- _Dataset records about object locations_
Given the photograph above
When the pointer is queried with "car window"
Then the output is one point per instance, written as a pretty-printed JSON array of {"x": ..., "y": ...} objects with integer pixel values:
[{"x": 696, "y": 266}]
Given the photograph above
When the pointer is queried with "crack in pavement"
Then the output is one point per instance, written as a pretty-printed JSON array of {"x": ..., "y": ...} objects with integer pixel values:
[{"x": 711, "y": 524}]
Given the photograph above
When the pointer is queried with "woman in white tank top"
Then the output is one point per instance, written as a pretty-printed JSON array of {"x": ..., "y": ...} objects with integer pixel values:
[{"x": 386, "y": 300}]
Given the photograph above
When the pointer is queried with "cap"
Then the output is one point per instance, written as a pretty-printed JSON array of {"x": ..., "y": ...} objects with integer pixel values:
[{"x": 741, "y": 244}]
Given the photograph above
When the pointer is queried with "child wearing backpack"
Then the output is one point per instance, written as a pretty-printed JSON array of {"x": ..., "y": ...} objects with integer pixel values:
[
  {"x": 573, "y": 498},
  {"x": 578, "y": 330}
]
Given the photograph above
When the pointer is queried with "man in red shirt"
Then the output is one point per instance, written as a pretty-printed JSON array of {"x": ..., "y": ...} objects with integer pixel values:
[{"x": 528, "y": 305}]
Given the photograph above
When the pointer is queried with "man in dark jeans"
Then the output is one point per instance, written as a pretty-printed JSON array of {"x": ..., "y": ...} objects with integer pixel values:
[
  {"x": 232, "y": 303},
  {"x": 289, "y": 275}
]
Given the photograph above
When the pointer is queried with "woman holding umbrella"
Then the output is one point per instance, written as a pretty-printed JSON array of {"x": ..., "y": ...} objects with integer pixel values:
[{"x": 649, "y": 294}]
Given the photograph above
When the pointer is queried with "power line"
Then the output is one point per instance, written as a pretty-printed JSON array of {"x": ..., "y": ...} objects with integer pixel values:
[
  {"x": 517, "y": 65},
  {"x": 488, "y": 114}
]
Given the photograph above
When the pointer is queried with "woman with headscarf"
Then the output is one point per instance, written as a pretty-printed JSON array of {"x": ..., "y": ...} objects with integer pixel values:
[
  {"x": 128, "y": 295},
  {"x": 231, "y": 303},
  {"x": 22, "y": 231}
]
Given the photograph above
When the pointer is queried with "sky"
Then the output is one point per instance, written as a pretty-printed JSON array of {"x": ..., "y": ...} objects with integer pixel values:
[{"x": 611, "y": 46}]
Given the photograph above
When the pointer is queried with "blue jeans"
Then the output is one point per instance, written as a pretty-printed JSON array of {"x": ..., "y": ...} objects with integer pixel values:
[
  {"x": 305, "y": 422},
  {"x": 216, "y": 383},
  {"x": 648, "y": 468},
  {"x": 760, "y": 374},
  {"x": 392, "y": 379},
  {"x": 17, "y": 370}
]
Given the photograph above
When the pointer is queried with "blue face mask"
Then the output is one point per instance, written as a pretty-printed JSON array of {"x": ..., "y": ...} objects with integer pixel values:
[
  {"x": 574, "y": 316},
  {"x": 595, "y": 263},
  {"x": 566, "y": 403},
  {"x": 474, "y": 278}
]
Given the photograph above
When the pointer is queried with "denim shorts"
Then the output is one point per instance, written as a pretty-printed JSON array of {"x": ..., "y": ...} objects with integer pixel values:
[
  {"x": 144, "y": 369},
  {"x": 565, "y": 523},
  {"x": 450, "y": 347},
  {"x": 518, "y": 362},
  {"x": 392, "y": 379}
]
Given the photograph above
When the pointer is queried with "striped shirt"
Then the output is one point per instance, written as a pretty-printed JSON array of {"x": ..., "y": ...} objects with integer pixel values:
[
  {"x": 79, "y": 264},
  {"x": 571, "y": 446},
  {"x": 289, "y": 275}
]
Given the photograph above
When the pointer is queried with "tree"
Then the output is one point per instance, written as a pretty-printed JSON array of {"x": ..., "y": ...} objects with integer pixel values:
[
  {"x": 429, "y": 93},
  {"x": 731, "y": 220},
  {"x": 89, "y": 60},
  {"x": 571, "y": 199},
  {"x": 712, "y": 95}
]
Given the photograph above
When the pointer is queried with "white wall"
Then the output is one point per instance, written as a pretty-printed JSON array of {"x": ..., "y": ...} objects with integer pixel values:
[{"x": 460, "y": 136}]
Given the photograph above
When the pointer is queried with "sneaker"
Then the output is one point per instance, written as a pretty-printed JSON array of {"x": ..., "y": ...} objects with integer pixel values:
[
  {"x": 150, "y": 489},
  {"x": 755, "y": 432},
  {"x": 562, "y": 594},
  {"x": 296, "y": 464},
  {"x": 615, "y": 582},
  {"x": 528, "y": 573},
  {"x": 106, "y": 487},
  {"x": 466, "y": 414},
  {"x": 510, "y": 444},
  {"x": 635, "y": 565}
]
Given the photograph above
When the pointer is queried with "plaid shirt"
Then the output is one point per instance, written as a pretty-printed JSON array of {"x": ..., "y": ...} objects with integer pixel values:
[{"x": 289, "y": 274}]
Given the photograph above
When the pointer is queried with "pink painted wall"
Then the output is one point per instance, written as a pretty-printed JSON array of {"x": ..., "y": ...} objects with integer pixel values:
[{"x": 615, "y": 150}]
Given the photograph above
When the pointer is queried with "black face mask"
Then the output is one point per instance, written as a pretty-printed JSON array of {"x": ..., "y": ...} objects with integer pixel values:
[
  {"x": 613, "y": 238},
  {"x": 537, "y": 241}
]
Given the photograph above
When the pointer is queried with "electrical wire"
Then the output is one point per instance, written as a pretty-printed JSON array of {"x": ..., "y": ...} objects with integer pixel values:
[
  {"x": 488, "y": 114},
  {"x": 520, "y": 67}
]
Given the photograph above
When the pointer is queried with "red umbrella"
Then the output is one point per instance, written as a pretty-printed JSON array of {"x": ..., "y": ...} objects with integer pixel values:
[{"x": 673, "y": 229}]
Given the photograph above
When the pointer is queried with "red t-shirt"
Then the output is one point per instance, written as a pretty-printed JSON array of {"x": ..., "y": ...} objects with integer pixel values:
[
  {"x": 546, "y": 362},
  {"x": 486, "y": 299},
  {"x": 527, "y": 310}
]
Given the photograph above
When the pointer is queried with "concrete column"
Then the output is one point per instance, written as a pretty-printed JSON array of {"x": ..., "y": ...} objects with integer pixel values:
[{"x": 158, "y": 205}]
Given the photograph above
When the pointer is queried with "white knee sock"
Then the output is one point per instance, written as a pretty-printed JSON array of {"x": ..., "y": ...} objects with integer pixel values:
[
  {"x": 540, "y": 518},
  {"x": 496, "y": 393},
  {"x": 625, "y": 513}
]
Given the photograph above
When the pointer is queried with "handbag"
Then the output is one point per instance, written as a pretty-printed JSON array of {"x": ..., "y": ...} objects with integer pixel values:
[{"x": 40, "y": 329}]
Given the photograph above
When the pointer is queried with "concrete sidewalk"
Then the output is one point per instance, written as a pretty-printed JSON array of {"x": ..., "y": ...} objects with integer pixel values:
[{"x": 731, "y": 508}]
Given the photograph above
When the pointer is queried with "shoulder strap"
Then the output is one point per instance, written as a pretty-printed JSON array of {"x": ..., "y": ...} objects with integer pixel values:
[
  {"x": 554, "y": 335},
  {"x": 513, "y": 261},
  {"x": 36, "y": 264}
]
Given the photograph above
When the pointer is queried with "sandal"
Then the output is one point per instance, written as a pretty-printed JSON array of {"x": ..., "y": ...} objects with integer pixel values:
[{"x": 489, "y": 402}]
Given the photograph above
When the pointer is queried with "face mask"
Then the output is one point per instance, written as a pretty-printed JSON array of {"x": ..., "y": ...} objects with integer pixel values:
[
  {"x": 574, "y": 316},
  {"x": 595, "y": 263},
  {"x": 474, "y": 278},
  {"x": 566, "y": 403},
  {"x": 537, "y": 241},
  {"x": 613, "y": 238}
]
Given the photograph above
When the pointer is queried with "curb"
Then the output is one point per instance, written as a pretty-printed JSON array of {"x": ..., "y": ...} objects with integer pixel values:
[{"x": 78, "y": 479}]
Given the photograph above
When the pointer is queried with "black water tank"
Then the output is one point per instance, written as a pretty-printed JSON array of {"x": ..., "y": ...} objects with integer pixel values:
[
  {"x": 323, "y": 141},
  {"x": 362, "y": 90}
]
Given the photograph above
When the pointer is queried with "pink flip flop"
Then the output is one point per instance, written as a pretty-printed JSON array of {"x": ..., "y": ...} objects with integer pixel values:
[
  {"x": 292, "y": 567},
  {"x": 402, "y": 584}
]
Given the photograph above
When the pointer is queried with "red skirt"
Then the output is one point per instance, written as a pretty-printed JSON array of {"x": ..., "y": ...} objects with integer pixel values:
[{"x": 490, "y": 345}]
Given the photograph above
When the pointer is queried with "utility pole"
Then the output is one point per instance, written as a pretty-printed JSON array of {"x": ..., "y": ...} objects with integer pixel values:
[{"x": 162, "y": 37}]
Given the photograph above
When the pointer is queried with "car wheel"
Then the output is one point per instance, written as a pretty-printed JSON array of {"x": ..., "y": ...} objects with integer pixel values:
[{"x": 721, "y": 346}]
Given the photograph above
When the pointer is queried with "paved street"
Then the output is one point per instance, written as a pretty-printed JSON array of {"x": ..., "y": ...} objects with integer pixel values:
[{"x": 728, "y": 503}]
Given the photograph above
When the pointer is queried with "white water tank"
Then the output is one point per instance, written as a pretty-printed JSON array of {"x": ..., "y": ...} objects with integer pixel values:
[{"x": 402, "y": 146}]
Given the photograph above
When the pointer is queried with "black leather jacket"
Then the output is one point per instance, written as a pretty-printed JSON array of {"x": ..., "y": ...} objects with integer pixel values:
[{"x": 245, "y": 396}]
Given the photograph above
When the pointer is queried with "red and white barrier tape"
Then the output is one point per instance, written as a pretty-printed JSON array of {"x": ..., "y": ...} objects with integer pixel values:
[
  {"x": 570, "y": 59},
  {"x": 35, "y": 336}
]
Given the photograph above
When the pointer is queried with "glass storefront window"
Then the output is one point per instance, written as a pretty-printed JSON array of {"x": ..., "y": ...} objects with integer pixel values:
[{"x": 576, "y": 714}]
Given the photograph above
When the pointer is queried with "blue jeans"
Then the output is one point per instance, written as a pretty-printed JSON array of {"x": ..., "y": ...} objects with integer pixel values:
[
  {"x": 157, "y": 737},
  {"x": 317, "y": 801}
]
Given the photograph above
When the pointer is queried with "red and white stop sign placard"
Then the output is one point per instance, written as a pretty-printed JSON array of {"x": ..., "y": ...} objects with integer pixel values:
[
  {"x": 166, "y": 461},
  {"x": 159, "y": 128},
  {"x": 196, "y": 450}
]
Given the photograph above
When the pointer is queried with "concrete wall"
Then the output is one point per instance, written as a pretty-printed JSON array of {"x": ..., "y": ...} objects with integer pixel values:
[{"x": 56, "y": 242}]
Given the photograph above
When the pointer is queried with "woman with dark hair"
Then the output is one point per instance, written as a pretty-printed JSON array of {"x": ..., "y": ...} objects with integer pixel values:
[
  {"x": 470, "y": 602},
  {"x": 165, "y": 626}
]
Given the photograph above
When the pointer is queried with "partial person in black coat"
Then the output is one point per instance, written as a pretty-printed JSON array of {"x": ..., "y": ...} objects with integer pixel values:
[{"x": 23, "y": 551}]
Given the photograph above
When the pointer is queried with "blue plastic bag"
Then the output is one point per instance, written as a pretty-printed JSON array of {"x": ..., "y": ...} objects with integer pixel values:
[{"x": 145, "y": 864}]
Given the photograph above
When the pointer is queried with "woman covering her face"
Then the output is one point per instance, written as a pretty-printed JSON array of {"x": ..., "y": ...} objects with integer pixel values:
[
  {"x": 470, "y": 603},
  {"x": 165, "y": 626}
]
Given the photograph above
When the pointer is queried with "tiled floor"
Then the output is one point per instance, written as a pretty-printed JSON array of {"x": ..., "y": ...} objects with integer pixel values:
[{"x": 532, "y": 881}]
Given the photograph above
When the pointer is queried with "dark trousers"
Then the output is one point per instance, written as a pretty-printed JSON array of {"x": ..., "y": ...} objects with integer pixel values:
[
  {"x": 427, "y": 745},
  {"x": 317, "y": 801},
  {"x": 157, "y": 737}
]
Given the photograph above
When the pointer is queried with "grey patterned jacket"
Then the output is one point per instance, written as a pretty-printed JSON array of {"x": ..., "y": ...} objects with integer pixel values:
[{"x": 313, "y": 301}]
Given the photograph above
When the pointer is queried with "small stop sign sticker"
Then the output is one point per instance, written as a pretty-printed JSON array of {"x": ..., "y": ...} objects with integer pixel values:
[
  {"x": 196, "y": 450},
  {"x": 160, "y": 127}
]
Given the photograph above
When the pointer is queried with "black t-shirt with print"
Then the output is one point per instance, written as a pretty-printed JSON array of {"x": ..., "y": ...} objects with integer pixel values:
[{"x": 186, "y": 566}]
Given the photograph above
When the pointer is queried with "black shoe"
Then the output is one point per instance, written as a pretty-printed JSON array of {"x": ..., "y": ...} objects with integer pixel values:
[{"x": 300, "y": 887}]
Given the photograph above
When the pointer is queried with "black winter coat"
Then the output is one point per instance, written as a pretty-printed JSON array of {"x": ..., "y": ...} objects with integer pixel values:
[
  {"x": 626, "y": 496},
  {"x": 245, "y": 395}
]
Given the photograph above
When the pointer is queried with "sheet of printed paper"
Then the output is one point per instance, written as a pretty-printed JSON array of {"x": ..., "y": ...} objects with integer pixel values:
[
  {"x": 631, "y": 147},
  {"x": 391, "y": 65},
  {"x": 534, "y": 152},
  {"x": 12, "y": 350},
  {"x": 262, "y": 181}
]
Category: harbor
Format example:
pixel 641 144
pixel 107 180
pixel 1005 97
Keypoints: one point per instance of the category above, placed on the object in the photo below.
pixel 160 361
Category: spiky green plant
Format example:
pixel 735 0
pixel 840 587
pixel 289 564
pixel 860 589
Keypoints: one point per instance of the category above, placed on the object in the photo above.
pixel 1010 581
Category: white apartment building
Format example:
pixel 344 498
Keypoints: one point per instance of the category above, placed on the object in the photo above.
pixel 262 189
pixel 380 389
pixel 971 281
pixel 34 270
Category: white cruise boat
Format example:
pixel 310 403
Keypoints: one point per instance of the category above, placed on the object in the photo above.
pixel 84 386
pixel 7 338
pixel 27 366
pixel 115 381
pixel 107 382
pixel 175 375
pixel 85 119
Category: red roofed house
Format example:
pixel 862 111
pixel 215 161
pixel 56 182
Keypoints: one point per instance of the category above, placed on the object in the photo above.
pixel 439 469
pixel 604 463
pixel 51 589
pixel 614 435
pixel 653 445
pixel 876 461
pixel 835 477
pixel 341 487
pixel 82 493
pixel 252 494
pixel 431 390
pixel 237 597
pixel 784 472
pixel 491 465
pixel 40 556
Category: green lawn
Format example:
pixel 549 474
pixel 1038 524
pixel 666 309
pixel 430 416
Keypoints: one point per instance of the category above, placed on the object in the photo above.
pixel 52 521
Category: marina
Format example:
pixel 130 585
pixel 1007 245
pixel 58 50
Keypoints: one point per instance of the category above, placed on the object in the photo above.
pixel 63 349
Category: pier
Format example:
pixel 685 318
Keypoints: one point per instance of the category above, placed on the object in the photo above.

- _GOAL OF THE EXERCISE_
Take the line that contains "Category: red roofed house" and every line after it through the end of the listing above, and repeat them exactly.

- _RESPONSE_
Category: red roofed house
Format example:
pixel 862 111
pixel 215 161
pixel 56 182
Keypoints: one point per instance of the category above, placed on the object in the photo above.
pixel 439 469
pixel 604 463
pixel 51 589
pixel 614 435
pixel 653 445
pixel 876 461
pixel 835 477
pixel 341 487
pixel 82 493
pixel 252 494
pixel 431 390
pixel 237 597
pixel 784 472
pixel 491 465
pixel 40 556
Category: green lawn
Format example:
pixel 549 474
pixel 1038 524
pixel 666 309
pixel 430 416
Keypoints: one point per instance of the category above, placed on the object in the photo above.
pixel 52 521
Category: marina
Format example:
pixel 130 585
pixel 1007 245
pixel 58 50
Keypoints: one point per instance of the category above, placed on the object in the photo above.
pixel 63 349
Category: pier
Format example:
pixel 685 318
Keypoints: one point per instance of the category above, placed on the object in the photo above.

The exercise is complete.